> _必須課題_: 以下の高校ラグビーの記事から、「東福岡が昨春の全国選抜大会4」で始まり「いるかのように声を弾ませた。」までの部分を一字一句そのまま書き写してください。

> _読む文章_:
• • •
<高校ラグビー:東福岡30-24大阪朝鮮高>◇準々決勝◇3日◇花園

 王者復活だ!

 東福岡が昨春の全国選抜大会4強の大阪朝鮮高(大阪第3)を接戦の末に破って、4強入りを果たした。2点を追う後半21分、PGで逆転すると同28分にダメ押しのトライ。3連覇を達成した11年度以来、2大会ぶりのベスト4進出となった。明日5日の準決勝で東海大仰星(大阪第1)を破り、王座返り咲きを狙う。

 王者の風格が戻っていた。息詰まる接戦にも冷静さを失うことがなかった東福岡が、最後に笑った。4連覇を狙った前回大会は、まさかの8強止まり。合言葉だったリベンジを果たした。WTB東川主将は「相手は強かった。1つのチャンスをものにした方が勝ちと思っていた。取れるときに取ろうとみんなで言ってた」と、1年生時に味わった花園の頂点を思い出しているかのように声を弾ませた。
• • •
> _保存データ_:
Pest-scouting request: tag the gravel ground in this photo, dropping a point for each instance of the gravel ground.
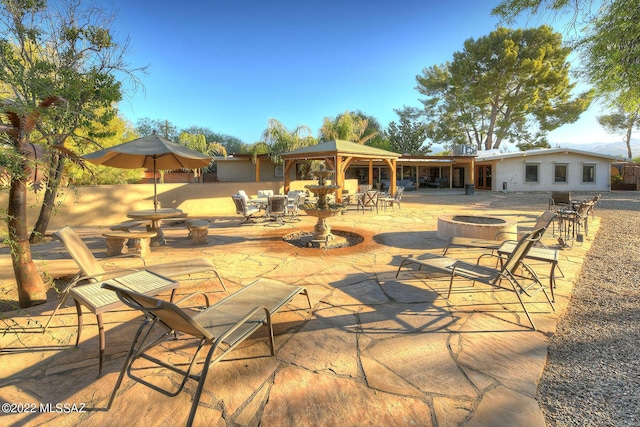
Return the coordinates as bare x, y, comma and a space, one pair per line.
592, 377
• • •
> _解答結果_:
東福岡が昨春の全国選抜大会4強の大阪朝鮮高(大阪第3)を接戦の末に破って、4強入りを果たした。2点を追う後半21分、PGで逆転すると同28分にダメ押しのトライ。3連覇を達成した11年度以来、2大会ぶりのベスト4進出となった。明日5日の準決勝で東海大仰星(大阪第1)を破り、王座返り咲きを狙う。

 王者の風格が戻っていた。息詰まる接戦にも冷静さを失うことがなかった東福岡が、最後に笑った。4連覇を狙った前回大会は、まさかの8強止まり。合言葉だったリベンジを果たした。WTB東川主将は「相手は強かった。1つのチャンスをものにした方が勝ちと思っていた。取れるときに取ろうとみんなで言ってた」と、1年生時に味わった花園の頂点を思い出しているかのように声を弾ませた。